SET TASK >> In two sentences, what does the forum post about a university classmate say?
** Start of PROVIDED PASSAGE **
# I found the girl of my dreams.. She likes my best friend. And he likes her. HELP!



## Ninetales (Jan 6, 2012)

_One day I am going to re-read this. You might be wrong about her being the girl of your dreams?!_

I am not the kind of person who spices things up and gets excited, I am saying my story with logical truth:​
There is this girl I liked her the first day I saw her in University. Same class.
But I thought for a beauty like hers; she must have a bad personality, and over confident and arrogant.

I never look at girls' "looks". Only when I know them I judge their personality.

Jump 1 year later. We end up the same class again.
This time working with her along with my best friend.

Her personality was just awesome. Forget how beautiful she was outside, inside; her inner beauty was superb. Religious, gorgeous, creative; I knew I was in love the perfect girl. She inspired me. She made me a better person (helping me indirectly against SA. Ofc she and no one know I have SA.)

BUT my friend likes her too.

Firstly about my friend: He is one of the only people I walk and talk with at University. Not "bestFriend" but more of an only friend.
He is awesome and extremely kind and friendly and has many friends. Unlike me. But is still near my side, always there when I need him.
** End of PROVIDED PASSAGE **
** Start of MATERIAL SUPPLIED **
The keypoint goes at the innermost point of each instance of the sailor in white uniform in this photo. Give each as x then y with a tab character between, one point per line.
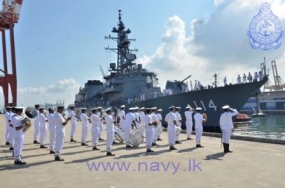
60	123
110	130
178	121
37	125
73	123
122	115
149	130
159	119
7	119
52	131
198	126
43	127
11	129
226	124
18	135
95	120
99	113
129	123
85	120
170	118
189	123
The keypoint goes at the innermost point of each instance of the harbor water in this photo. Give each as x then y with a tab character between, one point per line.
271	126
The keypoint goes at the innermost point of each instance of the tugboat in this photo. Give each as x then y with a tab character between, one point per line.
130	84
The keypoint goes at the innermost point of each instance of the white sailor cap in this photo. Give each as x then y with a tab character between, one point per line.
19	107
108	109
226	107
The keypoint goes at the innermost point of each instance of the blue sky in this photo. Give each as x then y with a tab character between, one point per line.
60	44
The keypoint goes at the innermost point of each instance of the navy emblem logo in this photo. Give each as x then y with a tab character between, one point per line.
265	29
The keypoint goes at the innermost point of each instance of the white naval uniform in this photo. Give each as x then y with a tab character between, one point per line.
189	122
159	118
37	127
18	136
11	130
226	124
43	128
60	132
7	118
122	119
52	131
148	131
95	120
198	127
130	117
84	119
110	131
178	119
100	124
170	117
73	123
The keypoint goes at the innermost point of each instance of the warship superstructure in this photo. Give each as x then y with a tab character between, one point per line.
131	84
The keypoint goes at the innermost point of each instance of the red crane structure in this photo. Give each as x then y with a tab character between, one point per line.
9	16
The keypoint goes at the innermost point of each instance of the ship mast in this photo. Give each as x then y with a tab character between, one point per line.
124	55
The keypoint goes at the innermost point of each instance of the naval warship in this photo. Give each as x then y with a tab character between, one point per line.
130	84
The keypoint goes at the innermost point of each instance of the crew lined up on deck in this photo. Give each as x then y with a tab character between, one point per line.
147	120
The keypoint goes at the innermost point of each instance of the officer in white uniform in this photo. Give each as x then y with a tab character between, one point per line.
189	123
122	115
178	121
226	124
198	126
129	123
95	120
18	135
60	123
170	118
99	113
43	127
85	120
7	119
11	129
110	131
73	123
149	129
52	131
37	125
159	119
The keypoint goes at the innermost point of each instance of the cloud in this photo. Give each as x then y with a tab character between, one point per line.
218	44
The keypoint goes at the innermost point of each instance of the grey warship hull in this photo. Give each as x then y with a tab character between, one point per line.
210	100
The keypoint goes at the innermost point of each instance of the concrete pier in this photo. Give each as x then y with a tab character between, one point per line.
251	165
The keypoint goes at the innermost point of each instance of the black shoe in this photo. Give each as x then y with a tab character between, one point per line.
19	162
95	148
172	148
57	158
110	154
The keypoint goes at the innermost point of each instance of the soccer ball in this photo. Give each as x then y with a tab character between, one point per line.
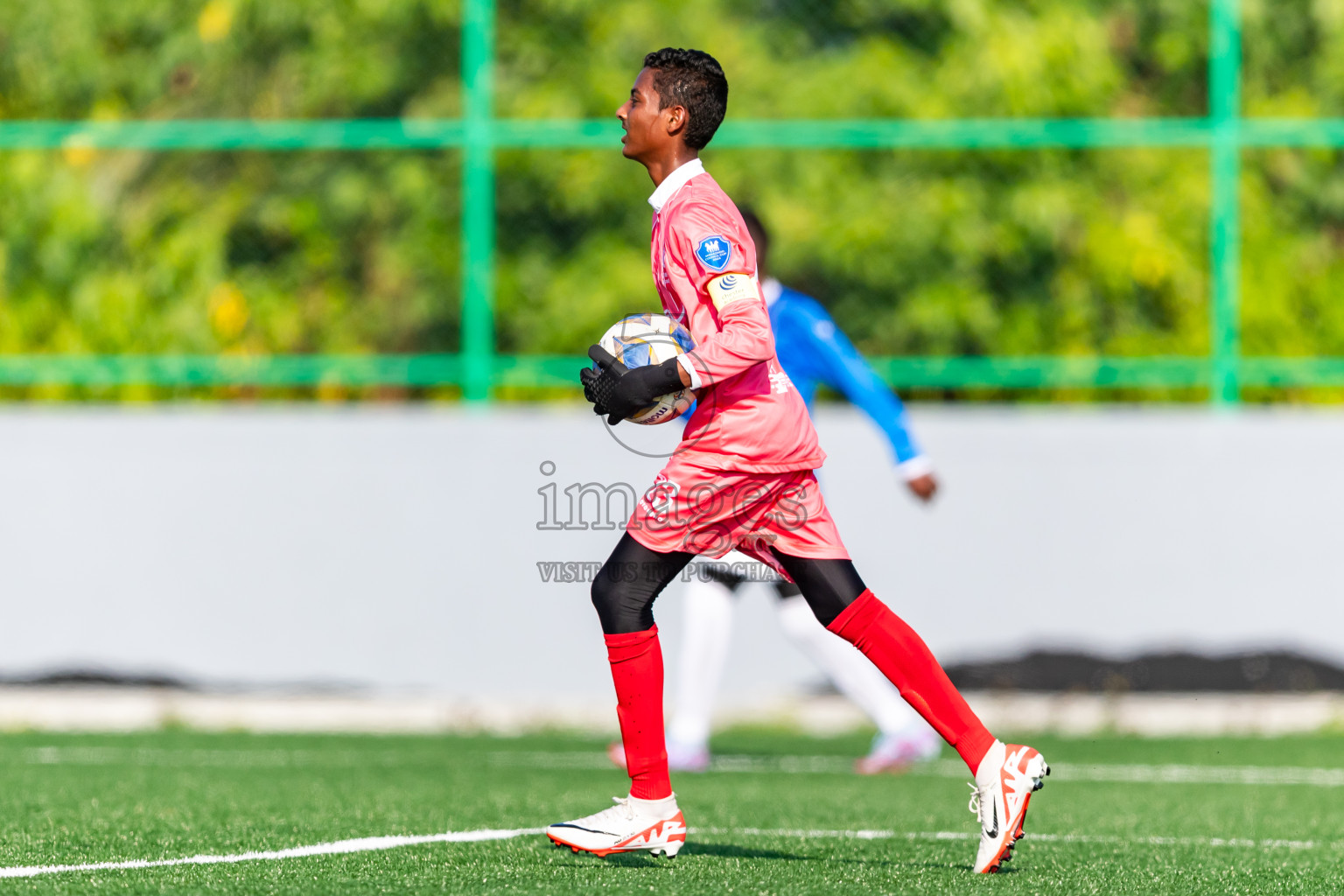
651	339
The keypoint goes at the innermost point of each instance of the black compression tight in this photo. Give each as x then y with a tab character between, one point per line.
634	577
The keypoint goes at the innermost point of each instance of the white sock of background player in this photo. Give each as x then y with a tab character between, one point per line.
704	650
850	670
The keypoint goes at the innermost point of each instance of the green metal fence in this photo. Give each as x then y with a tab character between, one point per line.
479	135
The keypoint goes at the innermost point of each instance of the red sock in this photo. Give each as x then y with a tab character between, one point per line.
637	670
905	659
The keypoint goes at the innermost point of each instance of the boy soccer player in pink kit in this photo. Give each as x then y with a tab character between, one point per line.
741	479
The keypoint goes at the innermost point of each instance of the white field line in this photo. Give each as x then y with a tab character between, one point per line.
1166	774
376	844
336	848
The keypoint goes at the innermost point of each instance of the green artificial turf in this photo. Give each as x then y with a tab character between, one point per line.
90	798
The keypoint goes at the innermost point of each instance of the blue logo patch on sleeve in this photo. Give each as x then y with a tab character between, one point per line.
714	251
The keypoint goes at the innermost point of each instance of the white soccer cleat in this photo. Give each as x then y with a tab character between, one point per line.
1007	778
631	825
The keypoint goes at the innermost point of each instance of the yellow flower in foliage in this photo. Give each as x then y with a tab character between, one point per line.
228	312
215	20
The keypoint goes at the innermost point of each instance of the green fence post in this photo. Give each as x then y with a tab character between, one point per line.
478	199
1225	101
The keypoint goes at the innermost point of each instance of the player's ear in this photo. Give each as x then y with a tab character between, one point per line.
676	118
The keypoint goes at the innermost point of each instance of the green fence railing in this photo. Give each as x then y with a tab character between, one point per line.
479	135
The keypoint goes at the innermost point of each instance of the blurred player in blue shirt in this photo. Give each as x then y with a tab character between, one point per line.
814	352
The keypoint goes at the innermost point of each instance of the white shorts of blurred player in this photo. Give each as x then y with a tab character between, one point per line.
903	738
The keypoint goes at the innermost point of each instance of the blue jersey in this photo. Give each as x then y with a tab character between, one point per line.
814	351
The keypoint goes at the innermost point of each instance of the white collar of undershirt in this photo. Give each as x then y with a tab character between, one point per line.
770	288
675	182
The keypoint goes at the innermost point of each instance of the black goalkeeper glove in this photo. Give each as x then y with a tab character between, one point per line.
619	391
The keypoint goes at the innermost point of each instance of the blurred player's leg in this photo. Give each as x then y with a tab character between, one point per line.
704	649
903	738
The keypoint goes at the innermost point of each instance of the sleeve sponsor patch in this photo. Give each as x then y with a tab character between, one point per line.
730	288
714	251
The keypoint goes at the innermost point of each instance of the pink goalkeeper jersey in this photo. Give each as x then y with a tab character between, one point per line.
749	416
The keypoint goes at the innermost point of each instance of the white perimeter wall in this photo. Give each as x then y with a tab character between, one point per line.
396	549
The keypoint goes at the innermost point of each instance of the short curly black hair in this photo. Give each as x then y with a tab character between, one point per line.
692	80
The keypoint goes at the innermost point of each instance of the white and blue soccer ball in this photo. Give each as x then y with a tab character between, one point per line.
651	339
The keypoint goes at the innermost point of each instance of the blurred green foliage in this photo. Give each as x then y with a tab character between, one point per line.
945	253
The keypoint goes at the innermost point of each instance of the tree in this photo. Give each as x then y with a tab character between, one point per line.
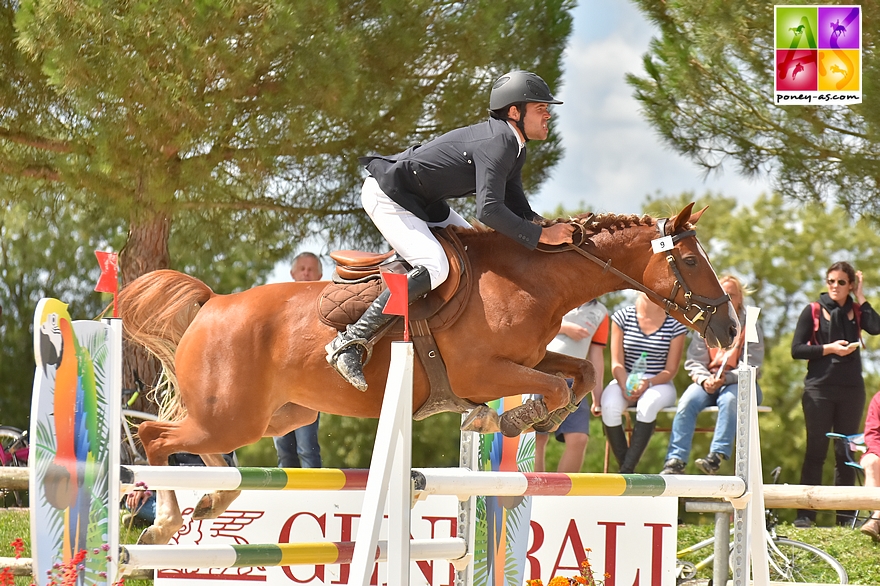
247	117
707	87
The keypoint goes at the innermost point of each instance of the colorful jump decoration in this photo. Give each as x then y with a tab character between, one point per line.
818	57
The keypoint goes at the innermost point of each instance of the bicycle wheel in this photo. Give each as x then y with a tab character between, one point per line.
793	561
11	439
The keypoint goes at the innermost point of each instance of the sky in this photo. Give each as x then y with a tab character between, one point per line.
613	158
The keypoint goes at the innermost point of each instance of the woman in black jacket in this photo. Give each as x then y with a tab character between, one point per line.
827	336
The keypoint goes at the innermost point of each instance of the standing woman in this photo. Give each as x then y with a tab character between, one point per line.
827	336
644	327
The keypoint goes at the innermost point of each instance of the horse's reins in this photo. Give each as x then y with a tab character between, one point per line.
708	307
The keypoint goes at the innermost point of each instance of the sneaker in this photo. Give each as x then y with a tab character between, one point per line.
673	466
711	463
871	528
803	523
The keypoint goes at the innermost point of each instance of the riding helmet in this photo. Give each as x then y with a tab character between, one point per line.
517	87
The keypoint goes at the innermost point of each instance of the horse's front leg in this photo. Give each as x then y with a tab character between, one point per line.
583	375
214	504
509	379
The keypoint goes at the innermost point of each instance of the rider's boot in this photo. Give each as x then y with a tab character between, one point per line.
642	433
349	351
617	440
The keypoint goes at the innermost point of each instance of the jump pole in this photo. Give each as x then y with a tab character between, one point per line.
392	459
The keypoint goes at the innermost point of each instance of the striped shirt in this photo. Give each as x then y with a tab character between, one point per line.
635	341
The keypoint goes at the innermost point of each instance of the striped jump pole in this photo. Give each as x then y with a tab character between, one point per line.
437	481
157	557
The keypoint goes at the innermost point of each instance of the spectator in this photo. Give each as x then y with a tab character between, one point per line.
871	462
583	334
716	382
827	336
300	448
644	327
141	504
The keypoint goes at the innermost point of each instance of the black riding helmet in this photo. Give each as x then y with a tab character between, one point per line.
516	89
** End of MATERIAL SUPPLIED **
OUTPUT OF THE EXERCISE >> The writer liked a girl from the first day of university but assumed someone so beautiful must be arrogant, then a year later landed in the same class again and worked with her alongside a best friend, finding her personality awesome. The writer now feels in love with her, but that friend, one of the only people the writer walks and talks with at university, likes her too.